Given records:
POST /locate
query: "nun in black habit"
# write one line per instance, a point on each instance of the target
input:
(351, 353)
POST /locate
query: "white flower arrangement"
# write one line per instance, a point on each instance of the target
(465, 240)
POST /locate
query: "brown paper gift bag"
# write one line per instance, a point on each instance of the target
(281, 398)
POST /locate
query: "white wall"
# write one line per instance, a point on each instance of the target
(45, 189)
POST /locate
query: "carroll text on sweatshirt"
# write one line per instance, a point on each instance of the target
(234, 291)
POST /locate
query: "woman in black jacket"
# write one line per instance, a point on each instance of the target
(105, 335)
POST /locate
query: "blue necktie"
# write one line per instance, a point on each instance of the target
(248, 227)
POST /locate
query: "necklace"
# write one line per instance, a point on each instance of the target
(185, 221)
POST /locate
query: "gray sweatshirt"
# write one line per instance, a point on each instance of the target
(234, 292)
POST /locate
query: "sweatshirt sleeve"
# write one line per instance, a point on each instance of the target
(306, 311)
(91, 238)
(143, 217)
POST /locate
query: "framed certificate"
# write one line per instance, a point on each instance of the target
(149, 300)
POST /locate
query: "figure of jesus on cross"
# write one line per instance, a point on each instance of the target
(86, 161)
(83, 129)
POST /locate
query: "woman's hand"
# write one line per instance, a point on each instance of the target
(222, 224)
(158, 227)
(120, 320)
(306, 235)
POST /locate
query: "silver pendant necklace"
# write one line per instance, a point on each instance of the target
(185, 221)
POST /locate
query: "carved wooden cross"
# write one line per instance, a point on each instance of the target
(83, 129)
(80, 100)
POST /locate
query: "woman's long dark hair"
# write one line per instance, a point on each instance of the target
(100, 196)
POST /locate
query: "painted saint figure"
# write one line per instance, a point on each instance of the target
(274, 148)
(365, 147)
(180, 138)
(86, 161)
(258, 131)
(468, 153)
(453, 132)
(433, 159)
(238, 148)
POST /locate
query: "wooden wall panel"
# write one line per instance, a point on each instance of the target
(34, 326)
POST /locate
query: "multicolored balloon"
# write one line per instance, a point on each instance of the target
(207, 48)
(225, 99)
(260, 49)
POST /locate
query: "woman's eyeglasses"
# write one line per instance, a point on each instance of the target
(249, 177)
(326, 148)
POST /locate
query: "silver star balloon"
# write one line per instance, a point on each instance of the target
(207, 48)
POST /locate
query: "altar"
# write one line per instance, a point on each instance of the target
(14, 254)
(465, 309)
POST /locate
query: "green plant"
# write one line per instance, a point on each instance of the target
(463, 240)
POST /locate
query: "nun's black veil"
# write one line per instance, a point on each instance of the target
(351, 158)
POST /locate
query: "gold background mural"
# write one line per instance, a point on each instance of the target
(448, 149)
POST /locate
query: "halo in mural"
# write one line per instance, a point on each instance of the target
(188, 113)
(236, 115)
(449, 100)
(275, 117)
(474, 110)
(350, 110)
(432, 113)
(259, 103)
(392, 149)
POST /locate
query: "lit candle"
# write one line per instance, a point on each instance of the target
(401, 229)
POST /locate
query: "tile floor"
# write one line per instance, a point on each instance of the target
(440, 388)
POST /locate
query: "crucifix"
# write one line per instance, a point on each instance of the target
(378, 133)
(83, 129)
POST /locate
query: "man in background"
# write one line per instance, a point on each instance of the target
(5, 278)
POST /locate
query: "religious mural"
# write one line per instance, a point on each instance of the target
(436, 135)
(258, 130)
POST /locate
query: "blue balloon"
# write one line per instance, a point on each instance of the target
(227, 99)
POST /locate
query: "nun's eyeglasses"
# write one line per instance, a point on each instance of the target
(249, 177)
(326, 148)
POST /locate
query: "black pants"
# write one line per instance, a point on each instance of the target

Exercise directions: A verbatim copy of all the entries is the expected result.

Solution for this exercise:
POST /locate
query: "nun in black habit"
# write one line per instance, a point on each instance of the target
input:
(351, 353)
POST /locate
query: "white flower arrangement"
# write one line per instance, a point on each instance of the target
(465, 240)
POST /locate
query: "brown paper gift bag"
# write one line per instance, a point on each instance of the target
(281, 398)
POST /locate
query: "white wall"
# write one line per instance, a point on each instance of the target
(45, 189)
POST /locate
query: "carroll text on sweatshirt"
# write one line per instance, a point on each instance of the target
(234, 291)
POST /locate
query: "woman in black jacket"
# write one line per instance, a point on each instance of the target
(105, 335)
POST /locate
query: "blue necktie"
# write one line per instance, a point on each instance of the target
(248, 227)
POST /locate
query: "necklace"
# write one line per instance, a point on each instance of the target
(185, 221)
POST /locate
query: "gray sweatshirt"
# write one line per instance, a point on each instance of the target
(234, 292)
POST /locate
query: "sweatshirt sleeve"
# write one line per instance, a point on each instance of the target
(306, 311)
(91, 238)
(143, 217)
POST /locate
query: "framed certificate"
# write one line per instance, a point on each instance of the target
(149, 300)
POST /locate
query: "figure of jesus on cross"
# write one line per instance, a point on each instance of the target
(86, 161)
(83, 129)
POST /locate
query: "woman's hand"
# write one line per instance, a point on each instance of the target
(222, 224)
(158, 227)
(120, 320)
(306, 235)
POST /locate
query: "silver pendant necklace"
# write one line per instance, a point on each instance of the target
(185, 221)
POST /locate
query: "carved wooden cross"
# write one line per instance, a point on each instance of the target
(83, 129)
(80, 100)
POST /locate
query: "woman's long dark hair"
# write one line per instance, a point on each instance of the target
(100, 196)
POST /locate
query: "painted saint figure"
# write one line per instance, a point on each instance of the target
(274, 148)
(365, 147)
(180, 138)
(86, 161)
(258, 131)
(468, 153)
(453, 132)
(433, 159)
(238, 148)
POST /locate
query: "wooden wall panel"
# write one line per instance, a point on each instance of the target
(34, 326)
POST /locate
query: "multicolored balloon"
# write one line per instance, a point on each instance of the target
(207, 48)
(225, 99)
(260, 49)
POST /locate
query: "woman's eyeglasses"
# write one line per instance, a point on each instance of the target
(249, 177)
(326, 148)
POST /locate
query: "silver star balloon"
# write one line per instance, a point on each instance of the target
(207, 48)
POST /locate
query: "altar"
# write one line per instance, a point on each instance of the target
(14, 254)
(465, 309)
POST /locate
query: "green plant"
# write one line per instance, a point on each instance of the target
(463, 240)
POST /locate
query: "nun's black veil"
# write one line per instance, a point on each instance of the target
(351, 158)
POST /locate
query: "gold background mural"
# write one line per instance, a point on each instance of the target
(448, 149)
POST /locate
query: "halo in mural"
# write one line per instance, a point on each instance of the target
(188, 113)
(236, 115)
(449, 100)
(275, 117)
(474, 110)
(350, 110)
(432, 113)
(259, 103)
(392, 149)
POST /locate
query: "lit candle"
# write one line per instance, a point on each instance of the target
(401, 229)
POST /locate
query: "tile floor"
# write one line per instance, a point on each instance of the target
(440, 388)
POST /locate
query: "crucifix"
# write one line per instance, a point on each instance of the target
(378, 133)
(83, 129)
POST /locate
query: "man in background"
# write one line per instance, a point on each instance of the target
(5, 278)
POST /locate
query: "religious mural"
# write one line per instance, a point on each instance of the target
(436, 135)
(258, 130)
POST /locate
query: "blue balloon"
# write one line per instance, a point on each instance of the target
(227, 99)
POST /locate
query: "nun's eyeglasses"
# write one line per instance, a point on each instance of the target
(249, 177)
(326, 148)
POST /locate
query: "black pants"
# write one line per instance, a point on each instance of the target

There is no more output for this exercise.